---------- GIVEN RECORDS ----------

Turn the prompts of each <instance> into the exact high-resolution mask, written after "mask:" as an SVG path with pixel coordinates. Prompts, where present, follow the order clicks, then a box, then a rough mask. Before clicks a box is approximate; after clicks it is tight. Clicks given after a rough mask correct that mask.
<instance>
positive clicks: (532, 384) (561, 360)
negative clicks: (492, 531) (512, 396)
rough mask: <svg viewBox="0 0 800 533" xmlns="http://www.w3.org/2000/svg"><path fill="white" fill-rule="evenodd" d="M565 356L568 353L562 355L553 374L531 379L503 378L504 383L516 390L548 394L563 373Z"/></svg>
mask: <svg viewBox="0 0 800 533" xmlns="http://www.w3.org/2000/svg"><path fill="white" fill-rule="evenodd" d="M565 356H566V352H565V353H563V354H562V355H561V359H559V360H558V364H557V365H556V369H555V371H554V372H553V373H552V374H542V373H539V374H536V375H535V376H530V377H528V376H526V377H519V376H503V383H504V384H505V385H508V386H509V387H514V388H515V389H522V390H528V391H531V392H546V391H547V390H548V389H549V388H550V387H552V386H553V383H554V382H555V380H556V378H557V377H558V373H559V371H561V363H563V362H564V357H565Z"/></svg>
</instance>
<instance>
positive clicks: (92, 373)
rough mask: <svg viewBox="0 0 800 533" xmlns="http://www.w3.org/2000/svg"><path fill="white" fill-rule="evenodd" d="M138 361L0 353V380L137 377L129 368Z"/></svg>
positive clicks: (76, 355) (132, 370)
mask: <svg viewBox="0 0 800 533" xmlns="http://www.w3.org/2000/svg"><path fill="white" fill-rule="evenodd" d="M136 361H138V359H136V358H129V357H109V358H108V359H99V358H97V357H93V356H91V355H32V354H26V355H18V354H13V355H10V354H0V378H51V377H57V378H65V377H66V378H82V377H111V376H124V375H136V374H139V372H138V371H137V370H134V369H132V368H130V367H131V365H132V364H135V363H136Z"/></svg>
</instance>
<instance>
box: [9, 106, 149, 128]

----------
---------- GIVEN RECORDS ----------

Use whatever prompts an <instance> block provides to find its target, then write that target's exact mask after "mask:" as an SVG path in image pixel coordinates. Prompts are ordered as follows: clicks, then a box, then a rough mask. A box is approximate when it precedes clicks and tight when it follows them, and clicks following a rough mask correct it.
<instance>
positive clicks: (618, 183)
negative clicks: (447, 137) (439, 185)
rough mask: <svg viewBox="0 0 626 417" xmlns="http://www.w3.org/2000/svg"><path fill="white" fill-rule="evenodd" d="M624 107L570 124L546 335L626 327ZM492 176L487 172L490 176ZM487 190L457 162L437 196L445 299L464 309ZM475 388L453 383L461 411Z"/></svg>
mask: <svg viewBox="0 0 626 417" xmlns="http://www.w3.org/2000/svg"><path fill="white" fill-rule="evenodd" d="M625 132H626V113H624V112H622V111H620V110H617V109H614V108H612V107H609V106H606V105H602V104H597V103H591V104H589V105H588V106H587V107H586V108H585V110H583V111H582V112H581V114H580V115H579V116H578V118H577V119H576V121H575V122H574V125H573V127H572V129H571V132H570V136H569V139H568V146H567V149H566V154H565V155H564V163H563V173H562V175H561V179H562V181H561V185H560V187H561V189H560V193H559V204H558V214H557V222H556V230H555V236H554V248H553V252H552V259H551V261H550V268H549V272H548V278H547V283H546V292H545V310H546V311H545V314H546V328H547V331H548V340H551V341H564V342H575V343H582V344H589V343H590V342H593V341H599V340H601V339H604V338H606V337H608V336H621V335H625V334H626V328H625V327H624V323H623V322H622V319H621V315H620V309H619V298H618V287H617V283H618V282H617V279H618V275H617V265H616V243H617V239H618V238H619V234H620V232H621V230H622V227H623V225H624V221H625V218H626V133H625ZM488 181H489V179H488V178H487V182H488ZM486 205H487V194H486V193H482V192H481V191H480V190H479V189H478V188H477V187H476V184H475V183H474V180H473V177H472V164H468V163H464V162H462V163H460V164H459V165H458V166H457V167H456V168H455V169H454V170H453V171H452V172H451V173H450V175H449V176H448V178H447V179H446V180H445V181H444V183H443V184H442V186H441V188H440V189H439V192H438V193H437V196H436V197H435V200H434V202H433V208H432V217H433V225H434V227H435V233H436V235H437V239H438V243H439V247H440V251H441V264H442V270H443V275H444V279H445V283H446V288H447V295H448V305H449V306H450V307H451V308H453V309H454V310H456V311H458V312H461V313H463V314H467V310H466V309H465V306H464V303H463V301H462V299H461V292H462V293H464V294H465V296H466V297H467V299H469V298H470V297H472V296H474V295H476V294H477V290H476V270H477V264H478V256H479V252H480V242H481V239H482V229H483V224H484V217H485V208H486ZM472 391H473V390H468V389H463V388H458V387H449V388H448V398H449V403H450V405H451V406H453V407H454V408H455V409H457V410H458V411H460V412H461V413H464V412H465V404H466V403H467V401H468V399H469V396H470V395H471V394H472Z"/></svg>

----------

▸ TASK DESCRIPTION: When you reach the line with "Turn the prompts" in the records above, start writing out lines exactly, and stop once the line with "box: [9, 106, 149, 128]" has been written; include nothing else.

▸ TASK RESPONSE:
Turn the prompts of each <instance> into the exact high-resolution mask, written after "mask:" as an SVG path with pixel coordinates. Prompts, where present, follow the order clicks, then a box, then a rough mask. Before clicks a box is approximate; after clicks it is tight. Clicks given after a rough mask correct that mask.
<instance>
positive clicks: (532, 384) (561, 360)
negative clicks: (492, 531) (512, 396)
rough mask: <svg viewBox="0 0 800 533" xmlns="http://www.w3.org/2000/svg"><path fill="white" fill-rule="evenodd" d="M565 356L568 353L562 355L553 374L531 379L503 378L504 383L516 390L548 394L563 373Z"/></svg>
mask: <svg viewBox="0 0 800 533" xmlns="http://www.w3.org/2000/svg"><path fill="white" fill-rule="evenodd" d="M565 356H566V352H565V353H563V354H562V355H561V359H559V360H558V364H557V365H556V369H555V371H554V372H553V373H552V374H542V373H539V374H536V375H535V376H530V377H528V376H526V377H519V376H503V383H504V384H505V385H508V386H509V387H514V388H515V389H522V390H528V391H531V392H546V391H547V390H548V389H549V388H550V387H552V386H553V383H554V382H555V380H556V378H557V377H558V373H559V371H561V363H563V362H564V357H565Z"/></svg>
</instance>
<instance>
positive clicks: (92, 373)
rough mask: <svg viewBox="0 0 800 533" xmlns="http://www.w3.org/2000/svg"><path fill="white" fill-rule="evenodd" d="M138 361L0 353V380L137 377L129 368Z"/></svg>
positive clicks: (76, 355) (132, 370)
mask: <svg viewBox="0 0 800 533" xmlns="http://www.w3.org/2000/svg"><path fill="white" fill-rule="evenodd" d="M136 361H138V359H136V358H129V357H109V358H108V359H99V358H97V357H93V356H91V355H32V354H26V355H18V354H13V355H10V354H0V378H51V377H57V378H65V377H66V378H82V377H111V376H124V375H136V374H139V372H138V371H137V370H134V369H132V368H130V367H131V365H132V364H135V363H136Z"/></svg>
</instance>
<instance>
box: [9, 106, 149, 128]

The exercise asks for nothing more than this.